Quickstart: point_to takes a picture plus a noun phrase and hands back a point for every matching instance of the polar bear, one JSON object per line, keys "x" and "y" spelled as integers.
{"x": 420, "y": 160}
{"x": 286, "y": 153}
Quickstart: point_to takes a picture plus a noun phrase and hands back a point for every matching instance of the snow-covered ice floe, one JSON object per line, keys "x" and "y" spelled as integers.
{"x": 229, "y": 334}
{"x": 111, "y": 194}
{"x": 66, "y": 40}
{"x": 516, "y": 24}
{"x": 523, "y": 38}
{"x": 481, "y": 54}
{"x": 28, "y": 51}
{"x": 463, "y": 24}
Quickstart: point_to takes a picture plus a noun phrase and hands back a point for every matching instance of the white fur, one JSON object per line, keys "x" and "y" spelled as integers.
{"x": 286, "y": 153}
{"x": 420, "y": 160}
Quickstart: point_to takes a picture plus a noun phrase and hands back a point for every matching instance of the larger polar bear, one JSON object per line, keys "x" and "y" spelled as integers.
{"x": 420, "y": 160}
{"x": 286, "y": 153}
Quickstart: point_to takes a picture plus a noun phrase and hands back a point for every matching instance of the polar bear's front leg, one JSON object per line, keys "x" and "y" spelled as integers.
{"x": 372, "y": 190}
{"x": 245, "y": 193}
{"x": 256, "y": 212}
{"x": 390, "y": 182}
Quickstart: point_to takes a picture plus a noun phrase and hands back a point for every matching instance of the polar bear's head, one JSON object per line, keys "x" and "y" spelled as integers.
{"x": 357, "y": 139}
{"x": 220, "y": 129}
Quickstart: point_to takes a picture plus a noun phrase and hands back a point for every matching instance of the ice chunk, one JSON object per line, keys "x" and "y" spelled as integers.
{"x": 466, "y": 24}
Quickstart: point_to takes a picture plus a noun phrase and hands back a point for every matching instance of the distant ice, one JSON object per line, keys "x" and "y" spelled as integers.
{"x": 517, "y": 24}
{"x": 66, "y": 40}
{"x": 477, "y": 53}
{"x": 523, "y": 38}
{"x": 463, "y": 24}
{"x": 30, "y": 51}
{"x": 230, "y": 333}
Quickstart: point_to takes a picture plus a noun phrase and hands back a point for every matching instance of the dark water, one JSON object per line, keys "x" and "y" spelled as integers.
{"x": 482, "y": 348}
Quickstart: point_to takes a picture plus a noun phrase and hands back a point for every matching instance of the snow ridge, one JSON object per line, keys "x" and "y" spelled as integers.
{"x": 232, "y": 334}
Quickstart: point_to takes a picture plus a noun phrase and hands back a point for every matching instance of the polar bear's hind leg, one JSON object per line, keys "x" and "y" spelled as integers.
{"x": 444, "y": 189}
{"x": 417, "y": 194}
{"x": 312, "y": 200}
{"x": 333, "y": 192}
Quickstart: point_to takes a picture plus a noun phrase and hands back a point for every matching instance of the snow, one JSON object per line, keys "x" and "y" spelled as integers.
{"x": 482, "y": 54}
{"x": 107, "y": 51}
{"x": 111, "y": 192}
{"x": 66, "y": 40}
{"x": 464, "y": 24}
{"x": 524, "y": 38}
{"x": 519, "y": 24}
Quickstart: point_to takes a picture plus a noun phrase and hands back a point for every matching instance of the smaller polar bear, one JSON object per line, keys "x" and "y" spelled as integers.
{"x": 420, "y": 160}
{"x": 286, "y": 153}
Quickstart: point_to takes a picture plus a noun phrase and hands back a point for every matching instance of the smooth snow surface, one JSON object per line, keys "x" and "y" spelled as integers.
━━━━━━━━━━━━━━━━━━━━
**REQUIRED ACTION**
Your answer must be an exact copy of every record.

**RESULT FOR THIS EXERCISE**
Quickstart: point_to takes a picture plus a noun phrase and hands back a point for every matching instance of the polar bear, one JSON object per line, keys "x" and "y" spelled as integers.
{"x": 420, "y": 160}
{"x": 286, "y": 153}
Quickstart: point_to takes a picture plus a noun phrase and hands back a point for every matching instance of the snow-covered ice floe, one JSON object per line, keys "x" and "y" spelled as integers.
{"x": 229, "y": 334}
{"x": 111, "y": 194}
{"x": 66, "y": 40}
{"x": 516, "y": 24}
{"x": 523, "y": 38}
{"x": 481, "y": 54}
{"x": 28, "y": 51}
{"x": 463, "y": 24}
Quickstart: point_to takes a picture plus a noun phrase and hands back a point for every matching instance of the white fur, one JSON object per line, keys "x" and "y" spelled as integers.
{"x": 286, "y": 153}
{"x": 420, "y": 160}
Quickstart: point_to takes a picture plus a noun phrase and hands back a point for every matching instance of the larger polar bear, one JSON object per line, keys "x" and "y" spelled as integers.
{"x": 420, "y": 160}
{"x": 286, "y": 153}
Quickstart: point_to takes a picture plus a noun phrase and hands back a point for every matching instance of the polar bear's front leg, one JSON object per line, keys "x" and "y" spelled as integers.
{"x": 372, "y": 190}
{"x": 245, "y": 193}
{"x": 256, "y": 212}
{"x": 390, "y": 182}
Quickstart: point_to takes a picture plus a noun phrase and hands back a point for every matching instance of the polar bear's head, one JSON object per line, keys "x" and "y" spelled as integers.
{"x": 357, "y": 139}
{"x": 220, "y": 129}
Quickstart: point_to takes a picture plus a noun phrase and hands back a point for every matching instance of the ice chunk, one JSON object per line, keys "x" and "y" spelled as integers.
{"x": 466, "y": 24}
Quickstart: point_to takes a picture plus a noun phrase and hands back a point for every matching instance of the distant ice, one JSON object per line, keys "x" and "y" spelled as integers.
{"x": 517, "y": 24}
{"x": 66, "y": 40}
{"x": 477, "y": 53}
{"x": 523, "y": 38}
{"x": 463, "y": 24}
{"x": 30, "y": 51}
{"x": 230, "y": 333}
Quickstart: point_to takes a picture plus a noun phrase and hands back a point for every matching instance of the dark water, one JSON object per line, keys "x" and "y" spelled as integers.
{"x": 482, "y": 348}
Quickstart: point_to takes a picture plus a noun phrase and hands back a point for every matching instance of the snow ridge, one JSON object per line, keys "x" and "y" spelled as integers.
{"x": 232, "y": 334}
Quickstart: point_to takes a picture plus a noun phrase and hands back a point for every matching instance of the polar bear's hind leg, one JSON object per line, keys "x" and "y" spelled as integers.
{"x": 444, "y": 189}
{"x": 417, "y": 194}
{"x": 312, "y": 200}
{"x": 333, "y": 192}
Quickstart: point_to takes a picture plus a noun phrase and hands back a point for every matching instance of the snow, one JSON object per line, keys "x" and "y" spelled as integers.
{"x": 482, "y": 54}
{"x": 107, "y": 51}
{"x": 111, "y": 192}
{"x": 66, "y": 40}
{"x": 464, "y": 24}
{"x": 524, "y": 38}
{"x": 519, "y": 24}
Quickstart: point_to takes a picture plus a noun phrase and hands back a point for every matching instance of the smaller polar bear, one JSON object per line, keys "x" and "y" spelled as integers.
{"x": 420, "y": 160}
{"x": 286, "y": 153}
Quickstart: point_to takes a picture plus a noun phrase and hands back a point for every matching instance of the smooth snow surface, one JSON object per line, keys "x" and "y" spelled as integers.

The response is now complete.